Excerpts of location labeling data »
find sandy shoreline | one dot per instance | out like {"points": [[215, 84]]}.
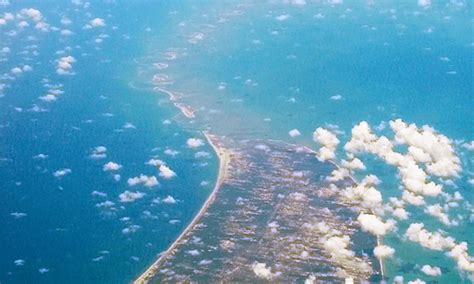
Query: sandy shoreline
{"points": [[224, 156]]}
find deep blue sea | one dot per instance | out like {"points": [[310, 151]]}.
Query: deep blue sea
---
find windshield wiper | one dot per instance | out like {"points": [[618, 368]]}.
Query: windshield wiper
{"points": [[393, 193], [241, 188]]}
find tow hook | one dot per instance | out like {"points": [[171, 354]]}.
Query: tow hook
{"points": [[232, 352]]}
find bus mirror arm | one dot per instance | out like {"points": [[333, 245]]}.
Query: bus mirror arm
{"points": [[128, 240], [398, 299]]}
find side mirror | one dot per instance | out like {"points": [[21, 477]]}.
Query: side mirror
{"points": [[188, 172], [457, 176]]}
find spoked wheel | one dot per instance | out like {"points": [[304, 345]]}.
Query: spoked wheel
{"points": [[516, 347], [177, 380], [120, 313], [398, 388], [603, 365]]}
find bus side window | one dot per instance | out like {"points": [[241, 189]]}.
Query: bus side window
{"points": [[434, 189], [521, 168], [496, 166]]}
--
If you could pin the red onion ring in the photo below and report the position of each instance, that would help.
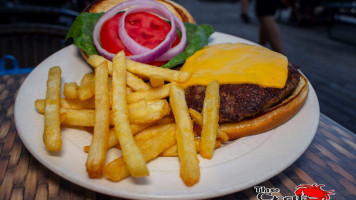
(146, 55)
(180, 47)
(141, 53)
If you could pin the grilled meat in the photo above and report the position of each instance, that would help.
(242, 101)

TASK BRIEF » Substitute "point" for every "dot" in the records, from the line with "find sandy shoreline" up to and including the line with "Query: deep blue sea", and keep everything else the same. Give only those lines, and leave out the pictures.

WRITTEN SOLUTION »
find sandy shoreline | one point per instance | out like {"points": [[215, 84]]}.
Query: sandy shoreline
{"points": [[224, 156]]}
find deep blue sea | one point per instance | out like {"points": [[310, 151]]}.
Query: deep blue sea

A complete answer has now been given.